[Referring expression pointing data]
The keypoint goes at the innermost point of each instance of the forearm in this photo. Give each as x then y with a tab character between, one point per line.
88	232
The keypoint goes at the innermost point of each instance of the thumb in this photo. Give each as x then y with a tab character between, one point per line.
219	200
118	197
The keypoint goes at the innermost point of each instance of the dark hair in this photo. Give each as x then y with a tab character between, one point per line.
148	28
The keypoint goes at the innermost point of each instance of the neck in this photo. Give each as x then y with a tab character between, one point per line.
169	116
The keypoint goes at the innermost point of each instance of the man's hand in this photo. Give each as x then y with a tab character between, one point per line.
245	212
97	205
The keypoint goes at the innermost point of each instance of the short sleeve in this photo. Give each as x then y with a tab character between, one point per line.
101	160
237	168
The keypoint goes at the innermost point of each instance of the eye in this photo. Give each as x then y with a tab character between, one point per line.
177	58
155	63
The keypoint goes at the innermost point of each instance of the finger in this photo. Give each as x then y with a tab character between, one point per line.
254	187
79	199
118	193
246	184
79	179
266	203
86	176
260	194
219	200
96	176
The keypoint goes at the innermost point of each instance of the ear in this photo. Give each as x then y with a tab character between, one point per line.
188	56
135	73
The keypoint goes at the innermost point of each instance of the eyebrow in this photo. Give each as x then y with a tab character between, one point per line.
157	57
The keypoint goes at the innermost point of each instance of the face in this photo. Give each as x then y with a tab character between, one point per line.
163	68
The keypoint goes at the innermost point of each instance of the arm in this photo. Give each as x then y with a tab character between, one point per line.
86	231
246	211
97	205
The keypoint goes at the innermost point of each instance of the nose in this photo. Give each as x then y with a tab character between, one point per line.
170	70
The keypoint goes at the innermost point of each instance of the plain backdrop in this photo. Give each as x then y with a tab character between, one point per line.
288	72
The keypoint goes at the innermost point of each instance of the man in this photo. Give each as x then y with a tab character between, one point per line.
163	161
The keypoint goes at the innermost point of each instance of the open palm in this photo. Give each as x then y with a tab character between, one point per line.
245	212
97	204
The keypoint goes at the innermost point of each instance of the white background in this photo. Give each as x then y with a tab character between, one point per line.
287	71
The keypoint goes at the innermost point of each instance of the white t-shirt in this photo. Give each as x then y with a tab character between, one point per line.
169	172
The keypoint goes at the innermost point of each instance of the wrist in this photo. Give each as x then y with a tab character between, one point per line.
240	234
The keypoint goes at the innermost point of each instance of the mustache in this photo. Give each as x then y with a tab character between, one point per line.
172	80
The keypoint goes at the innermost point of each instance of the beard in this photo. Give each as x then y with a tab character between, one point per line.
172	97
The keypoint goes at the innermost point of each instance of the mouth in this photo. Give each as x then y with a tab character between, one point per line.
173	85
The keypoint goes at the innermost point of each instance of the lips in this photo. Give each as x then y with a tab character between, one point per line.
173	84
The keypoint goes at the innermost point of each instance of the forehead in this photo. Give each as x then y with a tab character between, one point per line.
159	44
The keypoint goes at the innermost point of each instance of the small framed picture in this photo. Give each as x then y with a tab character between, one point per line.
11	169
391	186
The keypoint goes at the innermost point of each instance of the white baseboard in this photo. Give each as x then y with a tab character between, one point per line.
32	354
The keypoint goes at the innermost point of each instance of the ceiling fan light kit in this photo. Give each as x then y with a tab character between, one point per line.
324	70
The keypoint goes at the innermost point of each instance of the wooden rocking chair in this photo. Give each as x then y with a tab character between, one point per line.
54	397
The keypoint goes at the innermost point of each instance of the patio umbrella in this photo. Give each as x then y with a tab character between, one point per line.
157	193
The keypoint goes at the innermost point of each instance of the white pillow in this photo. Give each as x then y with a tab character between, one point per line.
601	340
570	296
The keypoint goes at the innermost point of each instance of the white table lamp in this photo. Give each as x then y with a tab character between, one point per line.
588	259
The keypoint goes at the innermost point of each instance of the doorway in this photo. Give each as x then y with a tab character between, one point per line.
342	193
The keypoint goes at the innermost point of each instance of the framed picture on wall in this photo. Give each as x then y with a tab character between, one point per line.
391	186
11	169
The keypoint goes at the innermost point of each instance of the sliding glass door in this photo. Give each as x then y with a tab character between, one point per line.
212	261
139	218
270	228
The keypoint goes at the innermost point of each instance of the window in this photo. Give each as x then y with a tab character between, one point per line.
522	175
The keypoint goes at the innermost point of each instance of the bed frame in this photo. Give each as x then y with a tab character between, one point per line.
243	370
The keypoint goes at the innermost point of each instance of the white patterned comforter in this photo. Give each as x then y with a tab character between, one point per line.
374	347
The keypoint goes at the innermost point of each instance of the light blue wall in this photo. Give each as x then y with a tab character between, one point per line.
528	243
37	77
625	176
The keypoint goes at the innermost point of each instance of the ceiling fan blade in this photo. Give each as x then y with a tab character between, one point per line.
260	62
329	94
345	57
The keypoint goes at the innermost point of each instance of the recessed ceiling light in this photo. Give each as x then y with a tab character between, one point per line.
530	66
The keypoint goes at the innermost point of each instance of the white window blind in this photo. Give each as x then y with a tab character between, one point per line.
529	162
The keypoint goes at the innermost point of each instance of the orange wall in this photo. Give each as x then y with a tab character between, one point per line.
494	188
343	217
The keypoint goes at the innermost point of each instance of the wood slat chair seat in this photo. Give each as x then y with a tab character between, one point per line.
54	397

■ **Work item**
Every entry, from first to last, is to be reproduced exactly.

■ **Answer for the task**
The keypoint goes at the innermost point of each instance of the forearm in this photo. Give each as x then y with a tab character between, one point per line.
88	232
The keypoint goes at the innermost point of each instance of the thumb in this photo. Give each as x then y with a tab character between, one point per line.
219	200
118	197
The keypoint goes at the innermost point of each instance of the dark hair in this photo. Give each as x then y with a tab character between, one point per line.
148	28
The keypoint goes at the innermost point of each instance of the neck in this photo. Give each as x then y with a tab character between, one point per line.
169	116
The keypoint goes at the innermost point of each instance of the man's hand in this photo. Give each as x then y with a tab character between, one point per line.
245	212
97	205
The keypoint goes at the innermost point of each instance of the short sleeve in this photo. Give each as x then y with a tab character between, one point per line.
101	160
237	168
The keypoint goes at the innermost point of each instance of the eye in this photo. Give each as x then y with a tab character between, one point per line.
177	58
155	63
The keypoint goes at the innermost point of each instance of the finger in this photo. Give each as x then y with a tab character between, one point per line.
254	187
79	199
118	193
246	184
79	179
266	203
86	176
260	194
219	200
96	176
The keypoint goes at the innermost point of each instance of the ear in this photo. Give each as x then y with a tab character between, one point per line.
188	56
135	73
The keypoint goes at the innermost point of each instance of the eyebrow in this photo. Give each as x then y with a tab character between, one point per line.
157	57
The keypoint goes at the innermost point of each instance of the face in this photo. Give each as x then y with a tab character between, one point per line.
163	68
The keypoint goes at the innermost point of each instance of the arm in this photo. Give each as x then y with a tab character between, one point per line.
86	231
246	211
97	205
The keypoint goes at the innermost point of each instance of the nose in this photo. Give each as x then y with a tab character between, one point per line.
170	70
The keypoint goes at the innermost point of each instance of the plain backdrop in this photo. Give each as x then y with a tab character between, one point per line.
288	72
The keypoint goes at the innermost point of each instance of the man in this photo. Give each as x then y with a tab character between, one point per line.
163	161
The keypoint goes at the innermost point of each instance of the open palm in this photo. Give each as x then y with a tab character between, one point per line.
245	212
97	204
The keypoint goes at the innermost point of each instance of the white background in this photo. Give each as x then y with a tab character between, one point per line.
287	71
The keypoint goes at the innermost point of each instance of the white t-shirt in this photo. Give each as x then y with a tab character between, one point per line.
169	172
The keypoint goes at the innermost point of each instance of the wrist in this photo. Give each as x then y with a tab character between, one point per line.
240	234
The keypoint goes at the innermost point of each instance of the mustache in this photo. Give each as x then y with a tab character between, one point per line.
172	80
The keypoint goes at the innermost point of each instance of the beard in this photo. Give each as x then y with a tab character between, one point per line.
172	97
The keypoint goes at the innermost point of each instance of the mouth in this photo. Give each as x then y with a tab character between, one point per line.
173	85
The keypoint goes at the innermost point of each instance of the lips in this photo. Give each as x then y with a tab character between, one point per line.
173	84
The keypoint goes at the innermost point of each instance of the forehead in this photo. Give each as x then y with a tab character between, one point per line.
159	44
The keypoint goes at the innermost point of each instance of the small framed picture in this photo. Give each as x then y with a tab character between, one point per line.
11	169
391	186
The keypoint goes at the innermost point of each instance of the white baseboard in this photo. Give each as x then y with a tab character between, one point per line.
32	354
The keypoint goes at the innermost point of each instance of the ceiling fan light kit in this photo. Give each as x then y with a tab character between, one point per line.
324	70
The keypoint goes at the innermost point of each instance of the wooden rocking chair in this photo. Give each as x then y with a tab character between, one point per line.
54	397
The keypoint goes at the innermost point of each instance of the patio umbrella in this photo. Give each as x then y with a tab character between, one point per line.
157	193
The keypoint goes at the innermost point of each instance of the white pillow in this photo. Give each as x then y with a tab character between, one point per line.
601	340
570	296
The keypoint goes at the innermost point of each instance of the white table lamp in this photo. Give each as x then y with a tab character between, one point per line.
588	259
The keypoint goes at the innermost point of each instance of the doorway in this photo. Give each as x then y with a tab character between, one point per line.
342	193
The keypoint goes at the innermost point of each instance of the framed picture on wall in this photo. Give each as x then y with a tab character between, one point per line.
391	186
11	169
The keypoint goes at the innermost point of each instance of the sliding glass door in this photo. Give each as x then y with a tab character between, one point per line.
212	261
139	218
270	228
The keypoint goes at the innermost point of each instance of the window in this photo. Give each as x then y with a tab character between, one point per line.
522	175
The keypoint goes at the innermost point of each instance of the bed frame in this photo. Give each as x then y with a tab character between, one point per line.
243	370
The keypoint goes at the innermost point of each instance of the white patterned comforter in this photo. Give each as x then y with a tab character between, one point per line.
374	347
The keypoint goes at the innermost point of each instance of the light blue wall in this photo. Give each as x then y with a tab character between, one point per line.
528	243
37	77
625	176
The keypoint goes at the innermost point of each instance of the ceiling fan blade in this photo. Give each as x then y with a tab character between, one point per line.
260	62
329	94
345	57
The keypoint goes at the innermost point of each instance of the recessed ceiling light in this photo. Give each as x then y with a tab character between, one point per line.
530	66
The keypoint goes at the innermost point of each instance of the white window blind in this photo. Give each as x then y with a tab character between, one point per line.
529	162
The keypoint goes at the innermost point of each instance of the orange wall in this photo. Give each as x then y with a tab character between, one point per line.
494	188
343	217
The keypoint goes at the innermost point of each instance of the wood slat chair seat in this photo. Give each as x then y with a tab character between, one point per line.
54	397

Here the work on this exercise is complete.